TASK DIRECTIONS: Which lines of the data below contain the word "woman"? Copy out each one.

AVAILABLE DATA:
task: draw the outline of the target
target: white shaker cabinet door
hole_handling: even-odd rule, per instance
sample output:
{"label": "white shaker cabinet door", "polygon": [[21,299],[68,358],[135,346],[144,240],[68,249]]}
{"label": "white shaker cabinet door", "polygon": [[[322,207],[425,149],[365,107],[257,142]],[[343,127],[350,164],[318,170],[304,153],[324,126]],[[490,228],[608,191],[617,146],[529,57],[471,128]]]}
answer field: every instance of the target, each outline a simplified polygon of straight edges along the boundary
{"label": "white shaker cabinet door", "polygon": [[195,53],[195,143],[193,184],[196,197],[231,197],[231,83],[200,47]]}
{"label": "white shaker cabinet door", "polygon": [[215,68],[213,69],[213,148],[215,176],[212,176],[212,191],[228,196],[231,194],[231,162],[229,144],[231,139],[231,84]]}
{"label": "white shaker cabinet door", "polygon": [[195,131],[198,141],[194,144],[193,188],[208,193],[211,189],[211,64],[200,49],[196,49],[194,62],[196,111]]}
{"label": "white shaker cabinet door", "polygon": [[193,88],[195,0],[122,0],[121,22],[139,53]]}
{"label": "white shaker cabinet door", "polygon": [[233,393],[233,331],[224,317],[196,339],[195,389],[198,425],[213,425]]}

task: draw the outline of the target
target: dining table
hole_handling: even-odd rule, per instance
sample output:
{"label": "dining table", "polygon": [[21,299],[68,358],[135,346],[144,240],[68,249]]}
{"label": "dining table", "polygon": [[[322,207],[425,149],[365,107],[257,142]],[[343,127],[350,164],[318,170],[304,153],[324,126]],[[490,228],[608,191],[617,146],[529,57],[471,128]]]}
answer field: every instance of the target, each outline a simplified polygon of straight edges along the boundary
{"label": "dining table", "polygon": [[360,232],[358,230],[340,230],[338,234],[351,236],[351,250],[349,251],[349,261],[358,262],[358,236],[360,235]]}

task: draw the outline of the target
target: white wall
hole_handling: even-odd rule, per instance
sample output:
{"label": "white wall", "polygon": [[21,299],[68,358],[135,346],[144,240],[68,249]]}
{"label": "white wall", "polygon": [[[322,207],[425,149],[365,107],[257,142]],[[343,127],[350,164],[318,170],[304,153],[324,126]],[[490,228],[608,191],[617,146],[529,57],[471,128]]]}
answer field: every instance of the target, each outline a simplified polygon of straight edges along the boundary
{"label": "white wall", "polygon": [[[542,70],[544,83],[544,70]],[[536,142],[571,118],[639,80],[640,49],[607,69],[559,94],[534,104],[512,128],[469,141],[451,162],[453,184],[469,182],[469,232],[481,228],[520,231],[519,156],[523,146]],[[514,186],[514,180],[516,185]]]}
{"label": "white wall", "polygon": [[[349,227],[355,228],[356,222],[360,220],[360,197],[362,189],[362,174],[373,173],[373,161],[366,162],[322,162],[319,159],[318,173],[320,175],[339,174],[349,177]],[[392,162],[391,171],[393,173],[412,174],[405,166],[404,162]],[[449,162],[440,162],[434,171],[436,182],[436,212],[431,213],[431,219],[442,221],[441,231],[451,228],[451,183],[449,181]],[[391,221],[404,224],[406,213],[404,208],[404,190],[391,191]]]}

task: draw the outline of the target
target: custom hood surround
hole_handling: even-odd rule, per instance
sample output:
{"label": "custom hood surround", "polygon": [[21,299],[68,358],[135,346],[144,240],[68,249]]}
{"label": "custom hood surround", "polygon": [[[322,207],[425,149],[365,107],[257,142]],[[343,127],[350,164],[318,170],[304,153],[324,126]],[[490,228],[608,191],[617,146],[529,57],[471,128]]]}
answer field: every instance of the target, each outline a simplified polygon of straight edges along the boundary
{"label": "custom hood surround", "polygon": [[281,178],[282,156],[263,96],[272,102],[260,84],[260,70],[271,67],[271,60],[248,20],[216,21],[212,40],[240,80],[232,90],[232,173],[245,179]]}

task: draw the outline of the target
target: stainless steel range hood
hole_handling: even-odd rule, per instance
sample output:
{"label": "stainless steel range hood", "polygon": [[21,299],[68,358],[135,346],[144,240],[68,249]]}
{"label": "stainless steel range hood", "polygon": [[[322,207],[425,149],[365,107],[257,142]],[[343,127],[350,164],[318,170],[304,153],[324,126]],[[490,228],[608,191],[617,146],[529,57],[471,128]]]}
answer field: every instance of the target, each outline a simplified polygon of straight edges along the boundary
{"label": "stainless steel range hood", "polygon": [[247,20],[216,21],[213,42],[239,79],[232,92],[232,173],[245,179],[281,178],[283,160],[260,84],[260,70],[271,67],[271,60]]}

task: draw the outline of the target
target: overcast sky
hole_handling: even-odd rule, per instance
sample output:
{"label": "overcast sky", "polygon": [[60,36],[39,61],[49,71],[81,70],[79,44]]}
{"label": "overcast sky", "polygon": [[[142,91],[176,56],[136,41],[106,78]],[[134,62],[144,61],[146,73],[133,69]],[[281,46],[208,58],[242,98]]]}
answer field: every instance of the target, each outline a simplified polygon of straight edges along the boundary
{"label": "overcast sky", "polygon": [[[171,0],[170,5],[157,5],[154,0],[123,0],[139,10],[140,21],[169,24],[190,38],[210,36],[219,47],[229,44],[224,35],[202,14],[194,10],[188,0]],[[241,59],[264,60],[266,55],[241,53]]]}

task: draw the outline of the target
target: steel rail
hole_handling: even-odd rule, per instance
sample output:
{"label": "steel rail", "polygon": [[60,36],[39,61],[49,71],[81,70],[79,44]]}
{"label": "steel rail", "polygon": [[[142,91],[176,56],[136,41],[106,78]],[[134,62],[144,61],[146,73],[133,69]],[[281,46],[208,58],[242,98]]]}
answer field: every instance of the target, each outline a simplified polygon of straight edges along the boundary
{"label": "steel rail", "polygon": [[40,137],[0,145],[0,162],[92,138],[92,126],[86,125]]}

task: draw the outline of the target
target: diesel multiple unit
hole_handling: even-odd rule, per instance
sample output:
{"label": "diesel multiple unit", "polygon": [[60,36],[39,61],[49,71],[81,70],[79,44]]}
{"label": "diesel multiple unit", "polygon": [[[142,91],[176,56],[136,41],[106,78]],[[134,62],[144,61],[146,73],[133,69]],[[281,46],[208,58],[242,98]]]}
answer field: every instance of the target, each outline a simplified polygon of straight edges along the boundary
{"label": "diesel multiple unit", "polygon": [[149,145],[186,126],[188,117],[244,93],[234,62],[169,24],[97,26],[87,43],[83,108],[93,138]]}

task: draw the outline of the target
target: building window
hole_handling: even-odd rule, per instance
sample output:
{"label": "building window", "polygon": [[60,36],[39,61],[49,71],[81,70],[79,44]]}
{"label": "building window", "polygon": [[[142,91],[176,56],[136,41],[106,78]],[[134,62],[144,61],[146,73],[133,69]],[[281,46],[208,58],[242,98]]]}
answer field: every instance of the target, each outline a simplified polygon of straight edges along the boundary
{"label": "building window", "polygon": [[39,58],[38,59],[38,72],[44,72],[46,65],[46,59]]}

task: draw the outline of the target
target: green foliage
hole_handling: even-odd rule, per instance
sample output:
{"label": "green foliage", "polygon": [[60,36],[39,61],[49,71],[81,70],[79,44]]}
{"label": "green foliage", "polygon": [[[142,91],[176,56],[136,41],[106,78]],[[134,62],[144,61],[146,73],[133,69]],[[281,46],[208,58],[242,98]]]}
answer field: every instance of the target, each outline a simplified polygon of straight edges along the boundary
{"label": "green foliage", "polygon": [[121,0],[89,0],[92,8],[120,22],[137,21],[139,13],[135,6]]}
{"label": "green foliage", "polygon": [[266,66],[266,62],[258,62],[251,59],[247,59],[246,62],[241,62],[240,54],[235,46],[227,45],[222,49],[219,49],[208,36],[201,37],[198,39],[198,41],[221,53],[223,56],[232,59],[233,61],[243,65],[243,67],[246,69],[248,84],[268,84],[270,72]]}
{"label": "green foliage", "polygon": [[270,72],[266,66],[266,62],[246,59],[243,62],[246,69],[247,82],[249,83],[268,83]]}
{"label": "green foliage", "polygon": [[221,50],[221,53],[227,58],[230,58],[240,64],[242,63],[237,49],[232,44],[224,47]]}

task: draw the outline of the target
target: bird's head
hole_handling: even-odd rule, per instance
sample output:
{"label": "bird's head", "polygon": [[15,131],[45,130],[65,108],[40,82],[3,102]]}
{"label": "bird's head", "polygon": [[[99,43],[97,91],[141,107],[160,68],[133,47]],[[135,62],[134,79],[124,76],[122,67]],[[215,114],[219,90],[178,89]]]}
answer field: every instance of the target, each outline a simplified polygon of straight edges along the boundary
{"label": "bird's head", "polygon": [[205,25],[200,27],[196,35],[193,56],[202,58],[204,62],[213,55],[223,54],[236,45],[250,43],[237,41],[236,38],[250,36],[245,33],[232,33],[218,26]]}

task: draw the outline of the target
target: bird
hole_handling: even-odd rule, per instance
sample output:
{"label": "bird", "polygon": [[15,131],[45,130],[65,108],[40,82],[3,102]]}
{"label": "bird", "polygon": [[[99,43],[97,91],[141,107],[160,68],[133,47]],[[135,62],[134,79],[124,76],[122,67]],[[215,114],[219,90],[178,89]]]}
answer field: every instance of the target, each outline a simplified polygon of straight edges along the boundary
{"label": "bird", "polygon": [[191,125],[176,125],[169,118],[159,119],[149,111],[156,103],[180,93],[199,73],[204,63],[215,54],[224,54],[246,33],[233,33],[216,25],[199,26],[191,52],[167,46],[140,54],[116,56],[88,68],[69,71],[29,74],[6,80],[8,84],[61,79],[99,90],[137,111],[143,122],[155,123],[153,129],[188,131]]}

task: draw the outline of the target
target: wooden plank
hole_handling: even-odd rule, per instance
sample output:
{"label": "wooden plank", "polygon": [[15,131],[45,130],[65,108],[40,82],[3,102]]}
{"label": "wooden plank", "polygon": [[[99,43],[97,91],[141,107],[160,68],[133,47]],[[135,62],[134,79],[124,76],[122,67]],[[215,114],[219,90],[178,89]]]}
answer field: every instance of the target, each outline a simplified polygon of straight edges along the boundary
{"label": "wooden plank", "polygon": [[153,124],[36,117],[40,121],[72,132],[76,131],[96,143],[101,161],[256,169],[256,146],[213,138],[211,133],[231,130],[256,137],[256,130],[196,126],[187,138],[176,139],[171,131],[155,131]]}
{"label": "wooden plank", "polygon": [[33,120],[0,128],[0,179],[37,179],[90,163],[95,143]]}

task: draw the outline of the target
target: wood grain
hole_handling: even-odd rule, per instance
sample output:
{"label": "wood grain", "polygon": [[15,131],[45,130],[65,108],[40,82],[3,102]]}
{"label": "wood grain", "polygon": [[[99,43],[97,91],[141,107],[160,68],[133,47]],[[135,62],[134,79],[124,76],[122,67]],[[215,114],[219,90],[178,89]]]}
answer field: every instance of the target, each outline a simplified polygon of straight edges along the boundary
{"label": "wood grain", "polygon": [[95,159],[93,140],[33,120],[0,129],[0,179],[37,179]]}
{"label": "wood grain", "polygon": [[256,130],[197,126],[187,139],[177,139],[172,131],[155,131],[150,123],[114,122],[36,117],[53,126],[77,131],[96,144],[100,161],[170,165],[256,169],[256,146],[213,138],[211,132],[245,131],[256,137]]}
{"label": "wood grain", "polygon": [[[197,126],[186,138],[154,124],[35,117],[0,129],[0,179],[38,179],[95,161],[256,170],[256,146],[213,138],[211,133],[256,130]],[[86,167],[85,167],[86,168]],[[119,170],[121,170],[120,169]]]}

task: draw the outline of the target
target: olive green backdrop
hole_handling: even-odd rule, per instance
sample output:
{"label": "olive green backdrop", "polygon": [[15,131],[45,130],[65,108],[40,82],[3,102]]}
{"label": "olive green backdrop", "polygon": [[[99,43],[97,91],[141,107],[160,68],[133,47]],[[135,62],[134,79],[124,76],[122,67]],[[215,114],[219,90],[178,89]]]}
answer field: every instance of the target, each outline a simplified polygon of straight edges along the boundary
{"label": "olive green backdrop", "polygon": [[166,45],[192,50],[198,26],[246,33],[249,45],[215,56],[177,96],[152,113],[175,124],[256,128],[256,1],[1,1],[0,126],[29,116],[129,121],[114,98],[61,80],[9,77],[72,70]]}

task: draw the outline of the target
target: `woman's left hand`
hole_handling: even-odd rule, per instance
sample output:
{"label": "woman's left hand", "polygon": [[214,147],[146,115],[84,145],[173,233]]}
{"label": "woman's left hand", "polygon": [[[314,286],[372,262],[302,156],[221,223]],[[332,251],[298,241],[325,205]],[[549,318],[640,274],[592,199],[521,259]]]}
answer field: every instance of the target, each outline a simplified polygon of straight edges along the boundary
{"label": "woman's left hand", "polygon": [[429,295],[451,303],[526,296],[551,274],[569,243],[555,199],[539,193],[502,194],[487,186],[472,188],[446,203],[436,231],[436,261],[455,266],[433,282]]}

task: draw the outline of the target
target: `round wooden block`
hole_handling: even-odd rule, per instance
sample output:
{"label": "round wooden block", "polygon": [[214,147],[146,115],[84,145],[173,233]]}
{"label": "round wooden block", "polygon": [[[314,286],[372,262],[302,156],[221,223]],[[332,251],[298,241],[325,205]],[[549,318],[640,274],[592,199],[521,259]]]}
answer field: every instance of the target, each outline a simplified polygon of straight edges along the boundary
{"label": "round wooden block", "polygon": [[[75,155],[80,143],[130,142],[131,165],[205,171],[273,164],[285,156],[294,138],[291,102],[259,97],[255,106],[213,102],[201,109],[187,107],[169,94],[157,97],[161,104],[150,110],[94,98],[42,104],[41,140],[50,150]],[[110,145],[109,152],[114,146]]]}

ANSWER:
target: `woman's left hand`
{"label": "woman's left hand", "polygon": [[214,147],[146,115],[84,145],[173,233]]}
{"label": "woman's left hand", "polygon": [[[314,286],[372,262],[302,156],[221,223]],[[332,251],[298,241],[325,205]],[[549,318],[640,274],[592,199],[521,259]]]}
{"label": "woman's left hand", "polygon": [[429,295],[451,303],[526,296],[551,274],[569,243],[555,199],[539,193],[502,194],[487,186],[472,188],[446,203],[436,231],[436,261],[455,266],[433,282]]}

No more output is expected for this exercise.